Directions for this task. The answer must be an exact copy of every record.

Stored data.
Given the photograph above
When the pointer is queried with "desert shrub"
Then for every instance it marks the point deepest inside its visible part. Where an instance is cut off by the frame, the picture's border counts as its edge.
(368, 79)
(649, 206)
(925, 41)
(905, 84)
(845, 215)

Exercise result.
Given the photograph above
When the pointer is queried with "desert shrub"
Then for every instance it marks the point deepest inside its visible part. Where an instance is cut off by the frame, the picture's border counts as its edge.
(368, 79)
(649, 206)
(925, 41)
(905, 84)
(845, 215)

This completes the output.